[The task]
Starting at the first line of the data below, reproduce it word for word through the line that contains "xmin=332 ymin=212 xmax=529 ymax=420", including that line.

--------------------------------------------------

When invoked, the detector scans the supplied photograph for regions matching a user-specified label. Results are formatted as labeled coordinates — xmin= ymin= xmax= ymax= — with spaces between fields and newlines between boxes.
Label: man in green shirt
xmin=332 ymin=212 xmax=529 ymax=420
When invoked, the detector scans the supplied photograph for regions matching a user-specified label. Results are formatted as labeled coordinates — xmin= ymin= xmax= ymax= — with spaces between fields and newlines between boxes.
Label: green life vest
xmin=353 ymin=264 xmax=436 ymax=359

--------------------------------------------------

[Solved problem]
When invoked, the detector scans the supplied photograph for regions matching a user-specified label. Results are formatted as labeled coordinates — xmin= ymin= xmax= ymax= — with spaces between fields and newlines between boxes.
Label: man in green shirt
xmin=332 ymin=212 xmax=529 ymax=420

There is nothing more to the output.